● **Défi**
Recopiez mot pour mot le passage du texte ci-dessous sur le spectacle autour du café, de « L’assemblage, parfaitement cohérent, des » à « Cantate du café. ».

══ Texte source

Quelle jolie idée Jérôme Correas, chef de l’ensemble Les Paladins, et Ambra Senatore, chorégraphe et directrice du CCN de Nantes (1), ont-ils eue en associant la musique baroque et la danse contemporaine autour du thème du café ! A partir de la fin du XVIIe siècle on vit l’Europe se prendre de passion pour cette boisson au nom chargé d’exotisme – et de vertus stimulantes ! Arme de premier choix pour résister aux assauts de Morphée et faire triompher vie et plaisirs sur le sommeil, le café inspira à Jean-Sébastien Bach sa Cantate du café BWV 211 – pièce pleine d’humour composée vers 1734, qui fait regretter que le Cantor n’ait pas plus creusé la veine comique. L’ouvrage est relativement bien connu, à la différence de la rare Cantate « Le Caffé » de Nicolas Bernier (1664-1734) – contemporain d’un Louis XIV qui, on le sait, prisait la « favorable liqueur ».

L’assemblage, parfaitement cohérent, des deux partitions offrant un minutage trop court, le programme a été augmenté de la Suite  « La Bizarre » de Georg Philipp Telemann (vrai régal pour les danseurs, ici divisée en deux volets : Ouverture,  Courante et Gavotte avant le Bernier ; Branle, Sarabande, Fantaisie & Rossignol à sa suite) et du bref air « Caffé délicieux » d’un mystérieux Monsieur de la Tour, qui proclame : « Fi du thé et vive le café ! » Un exergue tout trouvé à la partition de Bach, entonné a cappella par Matthieu Heim, beau baryton-basse que l’on appréciera ensuite en Schlendrian dans la Cantate du café.

════
══ Données enregistrées

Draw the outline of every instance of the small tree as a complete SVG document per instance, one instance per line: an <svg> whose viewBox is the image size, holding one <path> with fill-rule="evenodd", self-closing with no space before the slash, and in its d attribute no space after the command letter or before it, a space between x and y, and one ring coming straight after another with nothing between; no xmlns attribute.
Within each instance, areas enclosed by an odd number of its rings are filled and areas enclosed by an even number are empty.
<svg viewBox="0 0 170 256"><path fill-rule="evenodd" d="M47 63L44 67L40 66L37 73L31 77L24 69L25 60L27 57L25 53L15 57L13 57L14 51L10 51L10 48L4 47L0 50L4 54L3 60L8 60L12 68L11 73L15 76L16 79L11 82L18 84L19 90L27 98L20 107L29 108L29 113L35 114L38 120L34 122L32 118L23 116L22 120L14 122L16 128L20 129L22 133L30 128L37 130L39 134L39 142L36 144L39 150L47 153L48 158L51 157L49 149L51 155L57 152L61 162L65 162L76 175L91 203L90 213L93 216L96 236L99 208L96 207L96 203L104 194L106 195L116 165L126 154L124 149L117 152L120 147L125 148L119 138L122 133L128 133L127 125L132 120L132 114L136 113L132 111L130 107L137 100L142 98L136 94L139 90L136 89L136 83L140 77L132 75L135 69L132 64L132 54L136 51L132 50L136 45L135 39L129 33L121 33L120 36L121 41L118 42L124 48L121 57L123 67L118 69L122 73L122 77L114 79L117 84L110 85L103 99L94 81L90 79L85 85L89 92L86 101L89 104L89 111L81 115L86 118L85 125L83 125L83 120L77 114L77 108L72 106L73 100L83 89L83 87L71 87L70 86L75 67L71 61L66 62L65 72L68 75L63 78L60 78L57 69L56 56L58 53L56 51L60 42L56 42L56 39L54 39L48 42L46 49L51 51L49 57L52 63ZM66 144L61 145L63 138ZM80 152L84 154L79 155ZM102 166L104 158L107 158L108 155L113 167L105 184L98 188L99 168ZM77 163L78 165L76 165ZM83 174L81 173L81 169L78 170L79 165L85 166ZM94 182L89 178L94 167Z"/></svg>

════

● **Réponse attendue**
L’assemblage, parfaitement cohérent, des deux partitions offrant un minutage trop court, le programme a été augmenté de la Suite  « La Bizarre » de Georg Philipp Telemann (vrai régal pour les danseurs, ici divisée en deux volets : Ouverture,  Courante et Gavotte avant le Bernier ; Branle, Sarabande, Fantaisie & Rossignol à sa suite) et du bref air « Caffé délicieux » d’un mystérieux Monsieur de la Tour, qui proclame : « Fi du thé et vive le café ! » Un exergue tout trouvé à la partition de Bach, entonné a cappella par Matthieu Heim, beau baryton-basse que l’on appréciera ensuite en Schlendrian dans la Cantate du café.